Start of The data

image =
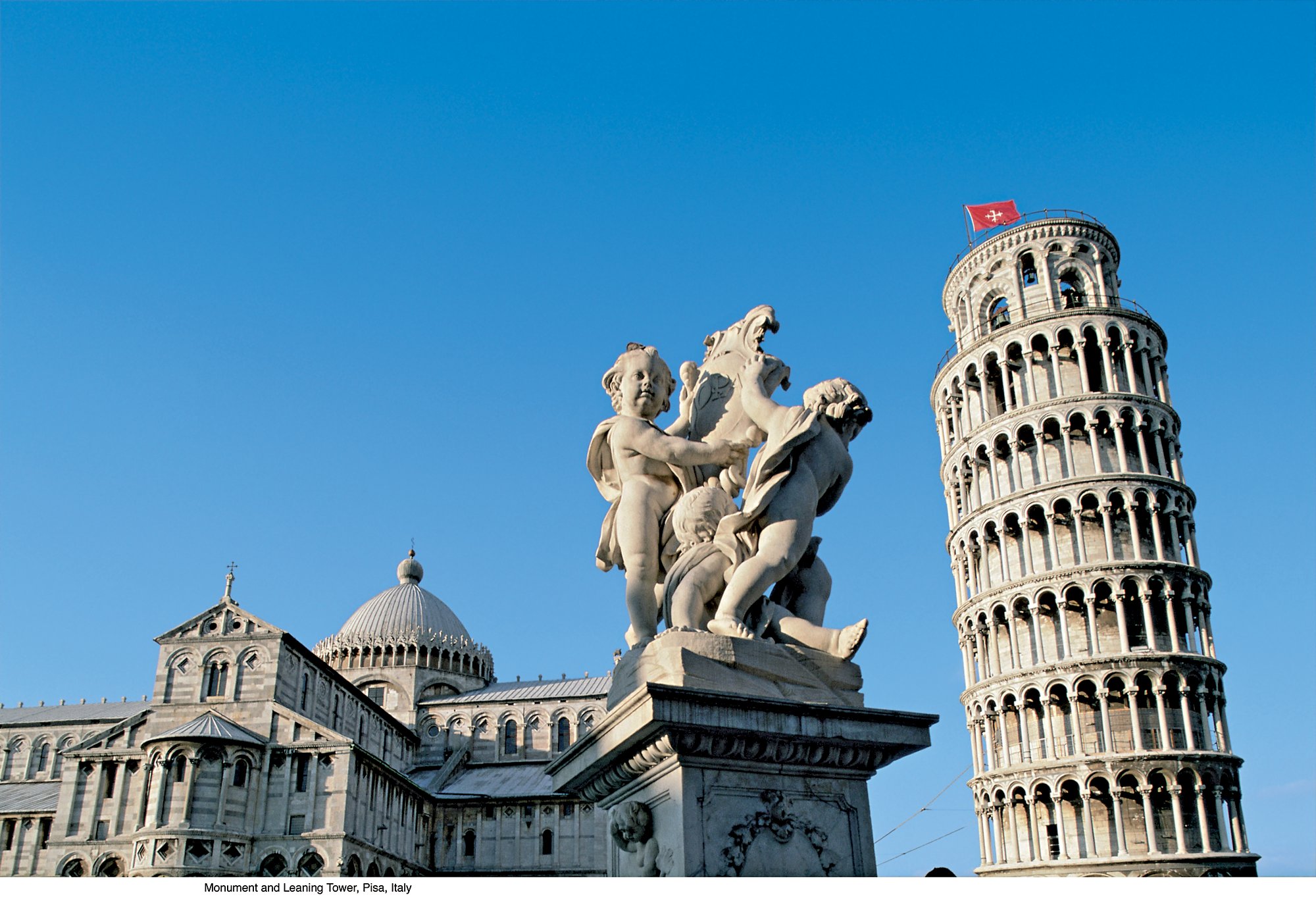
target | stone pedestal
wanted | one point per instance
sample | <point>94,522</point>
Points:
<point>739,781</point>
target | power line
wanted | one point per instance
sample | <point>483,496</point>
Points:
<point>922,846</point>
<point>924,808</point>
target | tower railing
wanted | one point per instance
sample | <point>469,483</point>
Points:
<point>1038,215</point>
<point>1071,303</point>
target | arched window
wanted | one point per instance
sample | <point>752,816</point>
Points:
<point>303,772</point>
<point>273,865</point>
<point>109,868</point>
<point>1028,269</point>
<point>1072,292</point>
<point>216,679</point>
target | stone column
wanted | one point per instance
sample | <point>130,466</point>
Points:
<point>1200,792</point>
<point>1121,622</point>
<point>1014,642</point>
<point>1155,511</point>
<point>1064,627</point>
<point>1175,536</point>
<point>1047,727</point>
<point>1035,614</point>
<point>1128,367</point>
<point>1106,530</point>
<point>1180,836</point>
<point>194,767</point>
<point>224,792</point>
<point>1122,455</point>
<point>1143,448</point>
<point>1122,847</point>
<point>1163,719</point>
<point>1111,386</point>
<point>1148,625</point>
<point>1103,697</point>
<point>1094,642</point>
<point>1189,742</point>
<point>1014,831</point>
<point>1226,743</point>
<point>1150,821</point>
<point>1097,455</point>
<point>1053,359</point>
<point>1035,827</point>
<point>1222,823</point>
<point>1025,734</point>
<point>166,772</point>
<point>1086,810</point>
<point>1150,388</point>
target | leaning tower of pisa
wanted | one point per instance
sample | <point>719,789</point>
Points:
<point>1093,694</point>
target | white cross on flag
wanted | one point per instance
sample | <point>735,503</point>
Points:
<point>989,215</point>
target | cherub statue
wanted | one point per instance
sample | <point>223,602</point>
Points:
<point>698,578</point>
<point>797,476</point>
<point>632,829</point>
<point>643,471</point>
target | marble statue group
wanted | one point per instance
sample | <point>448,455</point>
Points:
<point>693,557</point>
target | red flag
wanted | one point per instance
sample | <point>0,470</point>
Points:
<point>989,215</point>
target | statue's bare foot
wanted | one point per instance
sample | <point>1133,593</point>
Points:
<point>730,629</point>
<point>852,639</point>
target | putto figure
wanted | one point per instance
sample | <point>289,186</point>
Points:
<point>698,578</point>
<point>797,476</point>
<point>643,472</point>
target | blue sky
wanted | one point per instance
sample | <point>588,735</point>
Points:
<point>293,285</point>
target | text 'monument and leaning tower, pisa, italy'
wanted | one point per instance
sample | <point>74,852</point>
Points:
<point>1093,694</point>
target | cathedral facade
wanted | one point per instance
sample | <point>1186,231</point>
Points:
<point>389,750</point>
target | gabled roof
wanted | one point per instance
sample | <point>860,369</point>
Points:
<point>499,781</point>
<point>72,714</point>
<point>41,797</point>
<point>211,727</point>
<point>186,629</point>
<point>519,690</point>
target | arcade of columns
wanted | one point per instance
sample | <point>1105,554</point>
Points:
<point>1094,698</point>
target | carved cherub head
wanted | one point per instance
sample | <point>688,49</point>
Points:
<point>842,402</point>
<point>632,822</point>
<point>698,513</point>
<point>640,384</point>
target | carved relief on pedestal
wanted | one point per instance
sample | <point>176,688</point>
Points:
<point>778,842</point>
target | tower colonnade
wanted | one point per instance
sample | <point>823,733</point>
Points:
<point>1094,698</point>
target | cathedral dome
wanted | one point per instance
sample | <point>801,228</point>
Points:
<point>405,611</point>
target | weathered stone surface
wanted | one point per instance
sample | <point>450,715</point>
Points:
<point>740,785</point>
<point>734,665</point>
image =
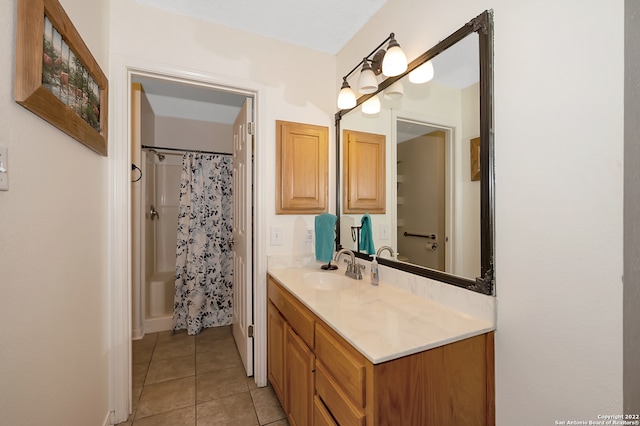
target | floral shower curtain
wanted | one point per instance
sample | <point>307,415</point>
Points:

End of The data

Your answer must be a single number: the count of lines in the data that contain the string "tower".

4